* WHAT YOU NEED TO DO *
1. Rewrite the paragraph in the patent excerpt that begins "Certain terms are used throughout" as a short bulleted list, keeping its main points.
2. According to the patent excerpt, what does FIG. 2 show?
3. Write the next few sentences of the patent excerpt, picking up right after its last sentence.

* SUPPLIED PASSAGE *

(begin)

BRIEF DESCRIPTION OF THE DRAWINGS
[0006] For a detailed description of exemplary embodiments of the
invention, reference will now be made to the accompanying drawings
in which:
[0007] FIG. 1 shows a system to implement an adaptive step-size for
a simulation in accordance with various embodiments;
[0008] FIG. 2 shows an example of a storage device that includes an
adaptive step-size generation module in accordance with various
embodiments;
[0009] FIG. 3 shows a method to implement an adaptive step-size for
a simulation in accordance with various embodiments; and
[0010] FIG. 4 shows a method to further illustrate an
implementation of an adaptive step-size for a simulation in
accordance with various embodiments.
NOTATION AND NOMENCLATURE
[0011] Certain terms are used throughout the following description
and claims to refer to particular system components. As one skilled
in the art will appreciate, companies may refer to a component by
different names. This document does not intend to distinguish
between components that differ in name but not function. In the
following discussion and in the claims, the terms "including" and
"comprising" are used in an open-ended fashion, and thus should be
interpreted to mean "including, but not limited to . . . . " Also,
the term "couple" or "couples" is intended to mean either an
indirect or direct connection. Thus, if a first device couples to a
second device, that connection may be through a direct connection,
or through an indirect connection via other devices and
connections.
DETAILED DESCRIPTION
[0012] The following discussion is directed to various embodiments
of the invention. Although one or more of these embodiments may be
preferred, the embodiments disclosed should not be interpreted, or
otherwise used, as limiting the scope of the disclosure, including
the claims. In addition, one skilled in the art will understand
that the following description has broad application, and the
discussion of any embodiment is meant only to be exemplary of that
embodiment, and not intended to intimate that the scope of the
disclosure, including the claims, is limited to that
embodiment.
[0013] Computer-based simulation enables the analysis of complex
systems before time and expense of actually implementing the
systems is incurred. Generally, a simulator is a system or an
engine executing a software application that analyzes a system
(e.g., a circuit design) based on a description of that system to
predict behaviors of the system under a given set of conditions.

(end)

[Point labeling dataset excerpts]
(begin)

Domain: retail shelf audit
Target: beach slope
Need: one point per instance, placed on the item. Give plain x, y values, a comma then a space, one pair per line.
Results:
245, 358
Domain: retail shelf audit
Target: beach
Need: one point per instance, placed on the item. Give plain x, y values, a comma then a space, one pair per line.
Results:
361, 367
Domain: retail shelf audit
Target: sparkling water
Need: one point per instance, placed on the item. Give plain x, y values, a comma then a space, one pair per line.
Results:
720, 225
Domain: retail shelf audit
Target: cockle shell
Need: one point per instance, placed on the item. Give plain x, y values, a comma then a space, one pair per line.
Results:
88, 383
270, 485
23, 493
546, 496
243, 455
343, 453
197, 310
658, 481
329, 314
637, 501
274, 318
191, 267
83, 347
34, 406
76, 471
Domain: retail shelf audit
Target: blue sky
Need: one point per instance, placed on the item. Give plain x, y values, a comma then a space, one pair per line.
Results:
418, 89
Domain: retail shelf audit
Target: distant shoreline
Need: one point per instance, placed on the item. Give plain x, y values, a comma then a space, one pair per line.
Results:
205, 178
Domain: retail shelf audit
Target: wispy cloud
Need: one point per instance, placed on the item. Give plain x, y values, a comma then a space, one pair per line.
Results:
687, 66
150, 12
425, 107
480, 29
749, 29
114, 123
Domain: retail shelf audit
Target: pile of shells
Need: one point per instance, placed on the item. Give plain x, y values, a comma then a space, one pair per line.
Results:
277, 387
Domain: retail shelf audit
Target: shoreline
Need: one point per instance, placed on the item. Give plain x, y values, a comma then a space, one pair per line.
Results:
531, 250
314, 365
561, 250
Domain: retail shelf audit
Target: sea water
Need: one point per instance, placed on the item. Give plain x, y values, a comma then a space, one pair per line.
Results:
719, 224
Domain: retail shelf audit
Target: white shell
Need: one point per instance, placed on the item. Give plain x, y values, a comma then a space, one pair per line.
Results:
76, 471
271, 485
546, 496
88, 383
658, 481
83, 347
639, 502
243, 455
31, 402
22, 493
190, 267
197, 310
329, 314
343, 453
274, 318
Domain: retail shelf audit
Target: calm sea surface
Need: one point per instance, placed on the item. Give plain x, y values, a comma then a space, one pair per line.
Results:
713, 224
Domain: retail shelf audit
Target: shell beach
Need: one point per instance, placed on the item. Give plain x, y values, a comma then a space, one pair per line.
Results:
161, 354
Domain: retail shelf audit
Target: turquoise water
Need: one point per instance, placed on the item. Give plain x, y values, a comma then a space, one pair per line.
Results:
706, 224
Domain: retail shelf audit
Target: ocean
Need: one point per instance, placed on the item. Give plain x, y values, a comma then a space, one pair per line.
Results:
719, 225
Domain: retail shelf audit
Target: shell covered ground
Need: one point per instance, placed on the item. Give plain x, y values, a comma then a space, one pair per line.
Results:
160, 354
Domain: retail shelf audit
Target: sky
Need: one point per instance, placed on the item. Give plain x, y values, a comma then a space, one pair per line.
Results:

(end)

* THE REPLIES *
1.
- Companies may call the same system component by different names, and the document does not distinguish between components that differ in name but not function.
- In the description and claims, "including" and "comprising" are open-ended and mean "including, but not limited to."
- "Couple" or "couples" means either an indirect or a direct connection, so a first device coupled to a second device may be connected directly or through other devices and connections.

2. FIG. 2 shows an example of a storage device that includes an adaptive step-size generation module.

3.
Thus, the simulator is not just software. Typically, the system
description is made up of equations describing the desired behavior
of the system. The simulator solves these equations in the context
of simulated conditions represented by stimuli applied to the
system so that the system is operated under the simulated
conditions.
[0014] In one example, a circuit simulator is frequently used to
simulate a circuit design. The circuit simulator constructs circuit
equations from mathematical models of components in a circuit. The
mathematical models may be provided in the circuit simulator (e.g.,
semiconductor device models of SPICE-like simulators), and/or may
be specified by a user using a hardware description language (e.g.,
Verilog-A). The circuit simulator combines the mathematical models
of the components with equations that describe the interconnections
of the components to construct a set of nonlinear differential
algebraic equations (DAEs) that describe the circuit. In many
circuit simulators, the interconnection equations are derived from
Kirchoff's voltage and current laws which require that the sum of
all currents flowing out of a node at any instant is zero and the
algebraic sum of all branch voltages around a loop at any instant
in time is zero. The node in a circuit design is a physical point
of the circuit design; the loop is made up of at least two nodes in
the circuit design, wherein the loop includes the same starting
node and ending node.
[0015] A variety of types of analyses of a circuit design may be
implemented by using the circuit simulator, for example, transient
analysis, direct current (DC) analysis, alternative current (AC)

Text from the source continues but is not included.